PAGE TEXT:
━━━━

And since then the US Embassy has been housed in the western neighborhood of Arnona in what was formally the US Consulate. However, recent reports reveal that there are plans to build a new embassy on a plot of land known as the Allenby Barracks. This plot of land was rented to the British during the mandate by multiple Palestinian families, including the family of today’s guest, professor Rashid Khalidi, Al-Shabaka member, renowned historian, and the Edward Said professor of Arab Studies at Columbia University.

Now, unlike many Palestinian families, the Khalidis have been able to show proof of ownership through written documentation. Indeed, the Palestinian Human Rights Organization, Adalah found rental agreements between the Khalidis and other Palestinian families and the British mandate authorities in Israeli regime archives.

Of course, this particular case of land theft and US complicity is not unique and needs to be seen as part and parcel of a pattern of colonization across Palestine. Joining me for this episode to discuss all of this and more is the aforementioned Professor Rashid Khalidi. Professor Khalidi, thank you so much for joining me on Rethinking Palestine.

Rashid Khalidi 2:08

Thanks so much for having me.

Yara Hawari 2:10

Perhaps you can start us off by outlining the particularities of this case and telling us a bit more about the piece of land in Jerusalem.

Rashid Khalidi 2:20

This was the main garrison for the British military occupation of Palestine in the Jerusalem area. Named for General Allenby, who actually was the conqueror of Jerusalem in 1917.

It was rented from a number of families. In many cases Awqaf from Pius foundations. The most important of which was the Al Khalili waqf, which many, many, many Jerusalem families are beneficiaries of. My family is one of the beneficiaries of that waqf and then many other pieces of private land. So it’s a very large property, almost all of which was taken up for the Allenby Barracks by the British.

These are properties that the British paid rent on throughout the period that their forces were in Jerusalem to the owners of the property. And what Adalah has done building on the research of Walid Khalidi and others back in the 1990s when this plan originally surfaced, was to search both British and Israeli records for evidence of these agreements and for evidence of ownership by the various families involved.

━━━━

DATA SHOWN:
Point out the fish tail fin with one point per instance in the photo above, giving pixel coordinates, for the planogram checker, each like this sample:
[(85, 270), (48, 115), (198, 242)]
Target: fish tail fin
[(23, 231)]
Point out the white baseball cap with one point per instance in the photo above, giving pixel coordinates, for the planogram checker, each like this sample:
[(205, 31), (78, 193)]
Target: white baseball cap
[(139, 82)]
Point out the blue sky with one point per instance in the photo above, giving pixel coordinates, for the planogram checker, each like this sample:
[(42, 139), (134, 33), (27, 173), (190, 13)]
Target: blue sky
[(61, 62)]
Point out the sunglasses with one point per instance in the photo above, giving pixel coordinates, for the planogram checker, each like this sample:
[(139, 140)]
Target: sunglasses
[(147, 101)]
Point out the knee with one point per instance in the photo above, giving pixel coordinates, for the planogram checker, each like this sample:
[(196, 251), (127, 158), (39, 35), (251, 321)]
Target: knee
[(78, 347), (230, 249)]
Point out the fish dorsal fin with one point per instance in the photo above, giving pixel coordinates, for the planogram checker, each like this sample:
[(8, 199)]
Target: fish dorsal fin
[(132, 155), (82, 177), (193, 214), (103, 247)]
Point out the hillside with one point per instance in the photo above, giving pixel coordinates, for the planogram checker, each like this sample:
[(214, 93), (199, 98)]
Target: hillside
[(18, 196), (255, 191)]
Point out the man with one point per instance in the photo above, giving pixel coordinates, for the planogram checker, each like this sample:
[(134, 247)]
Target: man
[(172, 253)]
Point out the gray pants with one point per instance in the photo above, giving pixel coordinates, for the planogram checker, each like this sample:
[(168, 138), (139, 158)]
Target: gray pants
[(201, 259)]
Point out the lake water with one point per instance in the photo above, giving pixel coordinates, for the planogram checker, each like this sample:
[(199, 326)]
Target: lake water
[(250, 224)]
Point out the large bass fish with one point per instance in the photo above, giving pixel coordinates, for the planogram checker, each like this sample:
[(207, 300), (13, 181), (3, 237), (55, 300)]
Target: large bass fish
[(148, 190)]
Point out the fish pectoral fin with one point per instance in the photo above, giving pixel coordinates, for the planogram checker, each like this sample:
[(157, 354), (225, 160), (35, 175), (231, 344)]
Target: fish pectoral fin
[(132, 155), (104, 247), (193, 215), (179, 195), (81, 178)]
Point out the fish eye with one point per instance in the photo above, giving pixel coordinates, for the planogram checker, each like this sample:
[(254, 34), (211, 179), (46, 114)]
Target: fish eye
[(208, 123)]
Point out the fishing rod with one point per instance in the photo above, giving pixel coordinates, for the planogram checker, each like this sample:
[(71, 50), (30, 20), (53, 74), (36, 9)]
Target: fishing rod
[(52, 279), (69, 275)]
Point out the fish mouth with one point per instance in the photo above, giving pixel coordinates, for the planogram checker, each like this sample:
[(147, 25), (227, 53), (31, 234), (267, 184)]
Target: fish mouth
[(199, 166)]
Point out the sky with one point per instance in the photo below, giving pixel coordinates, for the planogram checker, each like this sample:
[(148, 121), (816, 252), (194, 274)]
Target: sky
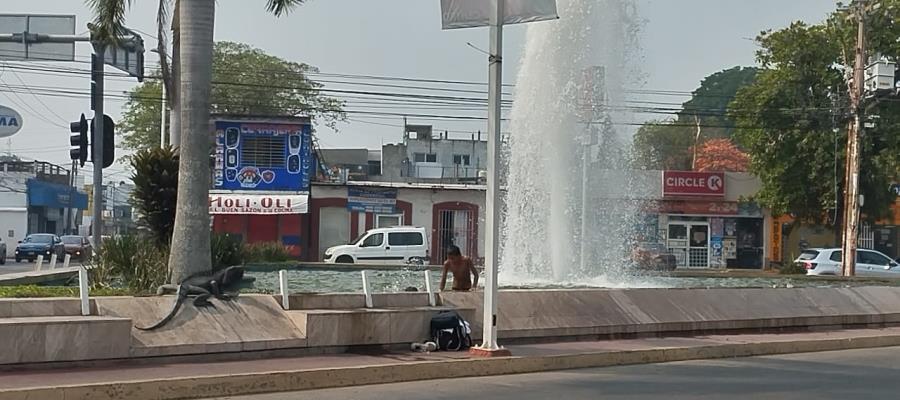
[(682, 40)]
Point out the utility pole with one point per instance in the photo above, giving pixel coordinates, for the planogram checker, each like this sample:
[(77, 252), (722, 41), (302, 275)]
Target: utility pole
[(851, 176), (162, 120)]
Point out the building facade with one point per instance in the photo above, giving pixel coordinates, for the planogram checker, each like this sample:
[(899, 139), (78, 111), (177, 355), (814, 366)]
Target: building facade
[(261, 179), (434, 157), (37, 197)]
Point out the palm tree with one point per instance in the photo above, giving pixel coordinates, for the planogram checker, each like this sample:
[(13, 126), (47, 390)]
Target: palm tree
[(190, 250)]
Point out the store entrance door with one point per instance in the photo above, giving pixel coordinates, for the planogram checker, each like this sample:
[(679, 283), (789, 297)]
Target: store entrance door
[(689, 241)]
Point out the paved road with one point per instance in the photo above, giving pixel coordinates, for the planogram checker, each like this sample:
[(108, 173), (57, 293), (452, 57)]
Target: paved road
[(852, 374), (13, 267)]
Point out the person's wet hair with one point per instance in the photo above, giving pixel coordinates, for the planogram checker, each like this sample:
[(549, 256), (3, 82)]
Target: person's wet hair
[(453, 250)]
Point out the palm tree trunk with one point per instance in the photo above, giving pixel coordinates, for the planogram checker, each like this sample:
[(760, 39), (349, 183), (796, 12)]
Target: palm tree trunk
[(175, 127), (190, 251)]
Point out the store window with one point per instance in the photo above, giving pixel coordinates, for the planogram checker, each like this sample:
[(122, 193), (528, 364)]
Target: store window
[(461, 159), (425, 157), (388, 220)]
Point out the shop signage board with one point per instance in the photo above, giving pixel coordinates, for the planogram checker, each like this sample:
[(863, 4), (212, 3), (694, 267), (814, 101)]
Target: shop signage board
[(10, 121), (690, 184), (372, 199), (259, 204), (263, 155)]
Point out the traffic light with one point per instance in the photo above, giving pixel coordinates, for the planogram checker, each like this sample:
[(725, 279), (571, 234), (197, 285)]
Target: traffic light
[(79, 140), (109, 141)]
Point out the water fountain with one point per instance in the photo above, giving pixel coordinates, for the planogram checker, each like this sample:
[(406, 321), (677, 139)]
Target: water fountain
[(573, 75)]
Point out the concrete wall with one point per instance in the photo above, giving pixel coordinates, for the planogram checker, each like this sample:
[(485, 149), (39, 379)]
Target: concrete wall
[(392, 156), (13, 218)]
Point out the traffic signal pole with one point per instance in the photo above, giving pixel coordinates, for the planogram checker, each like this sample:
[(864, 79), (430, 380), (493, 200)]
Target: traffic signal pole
[(97, 141)]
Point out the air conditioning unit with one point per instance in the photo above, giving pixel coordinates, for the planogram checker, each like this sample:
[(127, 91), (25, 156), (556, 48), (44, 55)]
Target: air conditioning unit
[(880, 76)]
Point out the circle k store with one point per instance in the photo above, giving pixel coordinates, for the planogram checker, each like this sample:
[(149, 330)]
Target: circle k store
[(701, 218)]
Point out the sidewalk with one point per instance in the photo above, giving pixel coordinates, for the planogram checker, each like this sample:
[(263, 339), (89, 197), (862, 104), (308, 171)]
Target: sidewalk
[(200, 380)]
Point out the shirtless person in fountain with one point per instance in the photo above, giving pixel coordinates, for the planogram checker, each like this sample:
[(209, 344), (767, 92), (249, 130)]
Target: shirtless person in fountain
[(462, 269)]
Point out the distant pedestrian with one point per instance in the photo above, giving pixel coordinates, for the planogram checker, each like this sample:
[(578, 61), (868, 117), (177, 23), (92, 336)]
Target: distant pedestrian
[(462, 268)]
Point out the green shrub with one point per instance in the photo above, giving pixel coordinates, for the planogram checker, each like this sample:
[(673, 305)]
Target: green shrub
[(141, 264), (226, 251), (266, 252), (155, 192), (793, 269), (55, 291)]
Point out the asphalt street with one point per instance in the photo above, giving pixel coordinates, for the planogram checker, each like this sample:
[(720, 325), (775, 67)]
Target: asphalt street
[(851, 374), (13, 267)]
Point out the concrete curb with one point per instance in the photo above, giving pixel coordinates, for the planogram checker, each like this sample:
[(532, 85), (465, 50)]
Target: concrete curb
[(258, 383)]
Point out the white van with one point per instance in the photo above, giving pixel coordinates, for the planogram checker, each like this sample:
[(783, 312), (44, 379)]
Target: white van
[(396, 245)]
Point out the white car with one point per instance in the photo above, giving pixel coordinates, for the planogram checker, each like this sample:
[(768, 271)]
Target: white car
[(828, 262), (395, 245)]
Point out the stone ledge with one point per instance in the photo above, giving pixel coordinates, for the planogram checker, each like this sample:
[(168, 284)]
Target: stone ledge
[(42, 307), (53, 339), (367, 326)]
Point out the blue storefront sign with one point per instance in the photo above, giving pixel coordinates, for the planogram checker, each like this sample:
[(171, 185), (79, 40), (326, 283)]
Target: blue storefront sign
[(261, 155), (45, 194), (373, 200)]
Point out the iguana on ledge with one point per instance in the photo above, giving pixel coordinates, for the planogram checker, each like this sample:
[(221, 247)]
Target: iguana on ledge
[(221, 285)]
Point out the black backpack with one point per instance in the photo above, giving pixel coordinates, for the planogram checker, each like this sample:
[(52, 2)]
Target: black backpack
[(450, 332)]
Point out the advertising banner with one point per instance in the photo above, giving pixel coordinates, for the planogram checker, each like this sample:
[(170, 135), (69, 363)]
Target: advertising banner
[(373, 200), (457, 14), (264, 156), (685, 183), (261, 204)]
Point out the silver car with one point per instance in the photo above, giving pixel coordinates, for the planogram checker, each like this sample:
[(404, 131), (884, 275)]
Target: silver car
[(828, 262)]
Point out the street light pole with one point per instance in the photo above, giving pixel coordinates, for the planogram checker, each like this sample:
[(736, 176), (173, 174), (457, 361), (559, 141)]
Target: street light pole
[(492, 214), (851, 179), (162, 116)]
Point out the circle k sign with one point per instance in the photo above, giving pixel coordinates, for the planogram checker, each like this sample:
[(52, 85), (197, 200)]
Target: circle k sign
[(685, 183)]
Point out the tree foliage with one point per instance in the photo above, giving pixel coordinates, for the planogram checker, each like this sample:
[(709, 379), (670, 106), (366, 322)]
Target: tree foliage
[(668, 144), (793, 120), (246, 81), (155, 192), (721, 155)]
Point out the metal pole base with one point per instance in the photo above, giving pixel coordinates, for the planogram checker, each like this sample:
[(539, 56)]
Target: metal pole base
[(489, 353)]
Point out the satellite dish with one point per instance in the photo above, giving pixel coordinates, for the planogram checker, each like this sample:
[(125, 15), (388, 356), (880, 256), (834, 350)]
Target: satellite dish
[(10, 121)]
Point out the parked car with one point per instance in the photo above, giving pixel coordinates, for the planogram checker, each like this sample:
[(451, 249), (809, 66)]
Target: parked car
[(78, 247), (828, 262), (655, 256), (44, 244), (395, 245)]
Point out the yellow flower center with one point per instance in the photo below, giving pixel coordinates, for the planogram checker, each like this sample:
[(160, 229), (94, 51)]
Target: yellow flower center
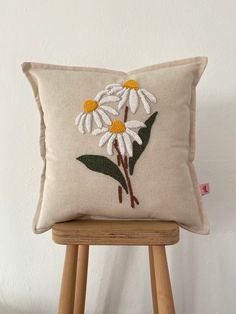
[(131, 84), (117, 126), (90, 105)]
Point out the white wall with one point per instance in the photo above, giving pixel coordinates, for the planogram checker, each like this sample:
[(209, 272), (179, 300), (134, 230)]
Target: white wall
[(121, 35)]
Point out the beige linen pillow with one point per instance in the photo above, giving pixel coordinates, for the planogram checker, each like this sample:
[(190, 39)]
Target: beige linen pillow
[(118, 145)]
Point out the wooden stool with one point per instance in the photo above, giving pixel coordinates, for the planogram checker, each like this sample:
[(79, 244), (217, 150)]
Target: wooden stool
[(78, 235)]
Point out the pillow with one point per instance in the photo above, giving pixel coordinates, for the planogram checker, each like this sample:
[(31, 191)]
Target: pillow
[(118, 145)]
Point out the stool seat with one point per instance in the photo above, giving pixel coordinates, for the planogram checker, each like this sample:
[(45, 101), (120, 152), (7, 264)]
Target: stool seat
[(116, 232), (78, 235)]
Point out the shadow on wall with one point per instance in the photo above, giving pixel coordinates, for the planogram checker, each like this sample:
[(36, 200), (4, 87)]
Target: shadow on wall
[(196, 261), (119, 277)]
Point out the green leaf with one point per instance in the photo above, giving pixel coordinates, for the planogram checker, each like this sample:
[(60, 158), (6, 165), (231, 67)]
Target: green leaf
[(144, 134), (104, 165)]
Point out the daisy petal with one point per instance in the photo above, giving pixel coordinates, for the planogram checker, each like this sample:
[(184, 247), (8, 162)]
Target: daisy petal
[(123, 99), (149, 96), (133, 100), (99, 131), (99, 95), (121, 91), (97, 119), (110, 145), (144, 101), (135, 124), (78, 118), (104, 116), (121, 144), (112, 85), (81, 123), (104, 138), (128, 144), (109, 109), (88, 122), (108, 99), (135, 136)]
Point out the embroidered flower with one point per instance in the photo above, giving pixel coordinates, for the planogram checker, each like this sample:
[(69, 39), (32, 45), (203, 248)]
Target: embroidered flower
[(120, 131), (96, 109), (131, 93)]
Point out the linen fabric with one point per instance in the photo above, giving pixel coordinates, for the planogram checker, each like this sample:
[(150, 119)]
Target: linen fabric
[(82, 180)]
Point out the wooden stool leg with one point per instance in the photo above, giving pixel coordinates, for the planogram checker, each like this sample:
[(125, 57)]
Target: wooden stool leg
[(162, 279), (66, 303), (81, 279), (153, 281)]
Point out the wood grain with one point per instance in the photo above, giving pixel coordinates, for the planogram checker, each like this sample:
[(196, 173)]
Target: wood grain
[(81, 279), (116, 232)]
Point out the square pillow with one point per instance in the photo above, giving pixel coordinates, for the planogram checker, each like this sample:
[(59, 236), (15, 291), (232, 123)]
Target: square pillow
[(118, 145)]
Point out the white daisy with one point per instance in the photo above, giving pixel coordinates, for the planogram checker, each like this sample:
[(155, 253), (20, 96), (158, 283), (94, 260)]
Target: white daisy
[(95, 109), (131, 93), (121, 132)]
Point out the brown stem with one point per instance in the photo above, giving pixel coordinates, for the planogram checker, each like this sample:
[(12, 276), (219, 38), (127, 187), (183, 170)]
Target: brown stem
[(133, 199)]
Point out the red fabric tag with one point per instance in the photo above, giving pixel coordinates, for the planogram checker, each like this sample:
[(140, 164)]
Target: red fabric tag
[(204, 188)]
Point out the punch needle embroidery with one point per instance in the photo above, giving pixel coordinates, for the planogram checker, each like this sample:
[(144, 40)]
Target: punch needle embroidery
[(127, 138), (95, 109)]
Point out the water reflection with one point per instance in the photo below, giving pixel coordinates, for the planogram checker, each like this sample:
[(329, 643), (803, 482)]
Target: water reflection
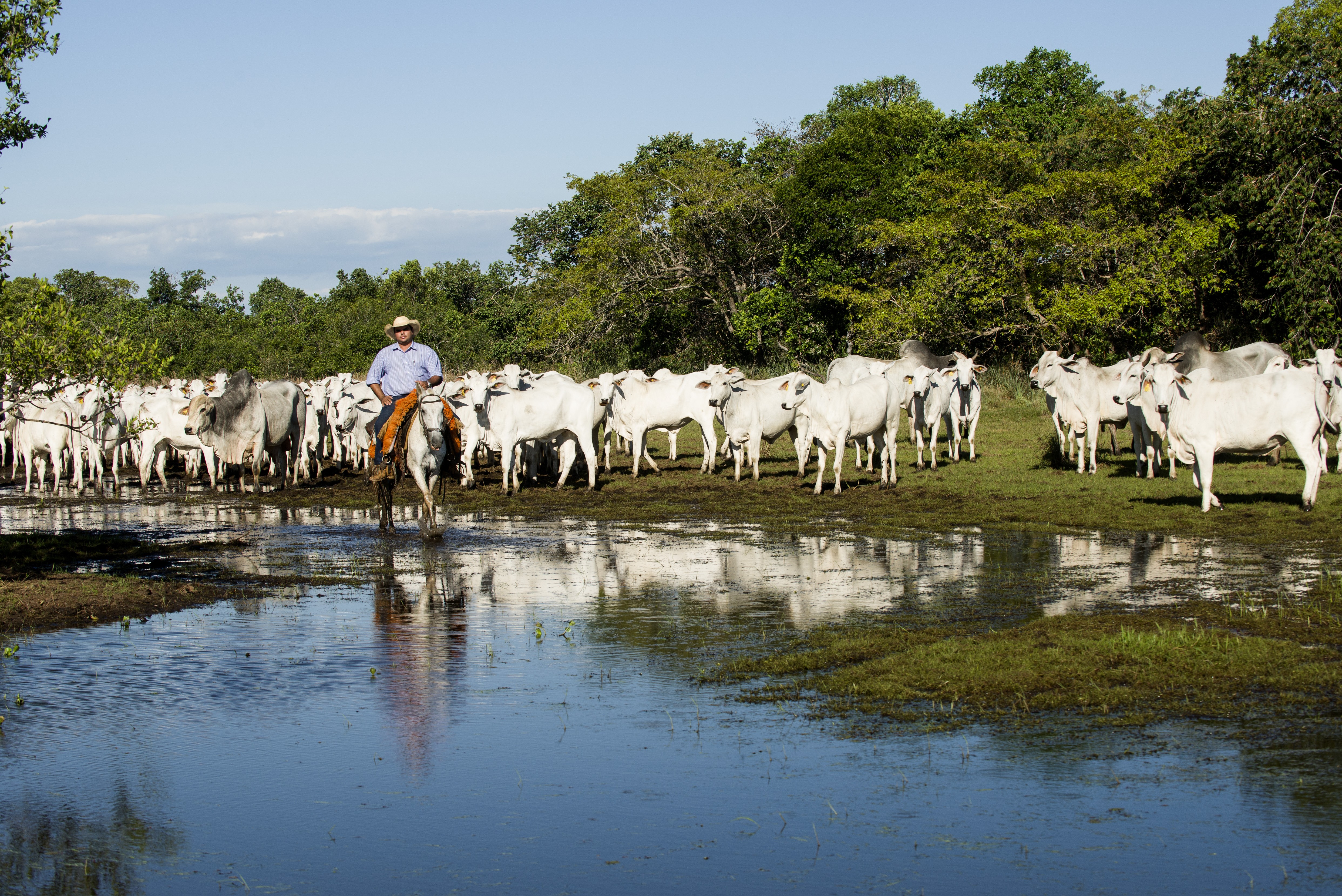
[(731, 568), (496, 746), (66, 848), (422, 630)]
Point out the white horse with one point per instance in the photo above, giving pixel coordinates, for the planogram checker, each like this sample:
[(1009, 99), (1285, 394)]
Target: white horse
[(426, 446)]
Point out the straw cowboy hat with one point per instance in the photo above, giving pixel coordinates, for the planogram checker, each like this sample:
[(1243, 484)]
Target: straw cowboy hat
[(402, 323)]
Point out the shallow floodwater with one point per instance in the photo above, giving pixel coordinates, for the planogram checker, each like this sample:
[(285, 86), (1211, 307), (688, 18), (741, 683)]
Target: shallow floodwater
[(532, 725)]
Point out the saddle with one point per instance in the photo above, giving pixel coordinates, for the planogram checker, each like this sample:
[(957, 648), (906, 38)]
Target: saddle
[(396, 430)]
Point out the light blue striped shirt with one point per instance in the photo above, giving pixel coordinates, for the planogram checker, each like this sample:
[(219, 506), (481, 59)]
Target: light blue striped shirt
[(398, 371)]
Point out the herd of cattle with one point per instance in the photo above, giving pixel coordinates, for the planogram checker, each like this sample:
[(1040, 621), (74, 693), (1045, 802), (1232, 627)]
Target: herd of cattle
[(1196, 402)]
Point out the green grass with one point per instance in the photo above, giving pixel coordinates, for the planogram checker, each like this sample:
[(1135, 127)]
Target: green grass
[(1017, 484), (1238, 660)]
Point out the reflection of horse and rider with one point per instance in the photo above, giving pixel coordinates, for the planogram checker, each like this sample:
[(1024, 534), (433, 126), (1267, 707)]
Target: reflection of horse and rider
[(416, 432)]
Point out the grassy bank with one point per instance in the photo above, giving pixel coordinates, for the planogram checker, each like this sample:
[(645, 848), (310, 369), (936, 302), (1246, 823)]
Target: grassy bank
[(38, 592), (1250, 659), (1017, 482)]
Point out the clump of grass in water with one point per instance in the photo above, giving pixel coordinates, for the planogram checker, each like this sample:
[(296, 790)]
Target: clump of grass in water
[(1112, 667)]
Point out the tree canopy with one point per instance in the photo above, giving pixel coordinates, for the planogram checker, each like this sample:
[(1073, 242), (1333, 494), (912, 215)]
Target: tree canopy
[(1049, 213)]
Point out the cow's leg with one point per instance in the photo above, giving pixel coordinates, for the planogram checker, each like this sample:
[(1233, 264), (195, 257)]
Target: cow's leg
[(820, 470), (590, 457), (1203, 462), (506, 461), (839, 454), (637, 442), (932, 447)]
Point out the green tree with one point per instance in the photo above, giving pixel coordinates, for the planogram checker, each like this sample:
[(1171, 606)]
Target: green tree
[(1269, 159), (690, 231), (1045, 227), (857, 164)]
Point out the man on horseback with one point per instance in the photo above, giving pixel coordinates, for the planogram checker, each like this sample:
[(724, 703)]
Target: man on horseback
[(395, 373)]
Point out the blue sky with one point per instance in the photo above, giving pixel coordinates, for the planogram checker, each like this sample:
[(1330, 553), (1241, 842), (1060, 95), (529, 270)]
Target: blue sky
[(296, 139)]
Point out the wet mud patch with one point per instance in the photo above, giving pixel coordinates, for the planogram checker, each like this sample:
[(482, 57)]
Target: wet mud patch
[(64, 600)]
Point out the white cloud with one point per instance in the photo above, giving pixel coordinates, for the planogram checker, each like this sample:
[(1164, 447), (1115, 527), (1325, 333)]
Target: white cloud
[(302, 247)]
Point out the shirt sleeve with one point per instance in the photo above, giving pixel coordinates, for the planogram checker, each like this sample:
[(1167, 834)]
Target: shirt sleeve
[(378, 371), (433, 367)]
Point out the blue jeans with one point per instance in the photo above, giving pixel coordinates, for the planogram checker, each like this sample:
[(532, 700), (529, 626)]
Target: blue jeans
[(383, 416)]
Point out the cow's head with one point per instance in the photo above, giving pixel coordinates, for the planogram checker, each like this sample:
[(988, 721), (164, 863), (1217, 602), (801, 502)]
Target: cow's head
[(1039, 368), (513, 376), (200, 415), (1325, 364), (1129, 383), (795, 388), (604, 390), (90, 404), (1164, 383), (966, 371), (474, 390), (721, 384)]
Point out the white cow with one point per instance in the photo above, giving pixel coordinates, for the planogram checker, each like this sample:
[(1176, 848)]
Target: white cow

━━━━

WHAT IS ASKED:
a - Using the Allenby Barracks transcript, decide whether each statement agrees with it. Answer yes or no, and quote the words that settle it.
(i) The barracks were named for the general who conquered Jerusalem in 1917.
(ii) The US Embassy is housed in the eastern neighborhood of Arnona.
(iii) The British paid rent on the land only during their first years in Jerusalem.
b - According to the Allenby Barracks transcript, which waqf was the most important of those the land was rented from?

SOLUTION LIST:
a -
(i) Yes: "Named for General Allenby, who actually was the conqueror of Jerusalem in 1917."
(ii) No: "the US Embassy has been housed in the western neighborhood of Arnona"
(iii) No: "the British paid rent on throughout the period that their forces were in Jerusalem"

b - The Al Khalili waqf.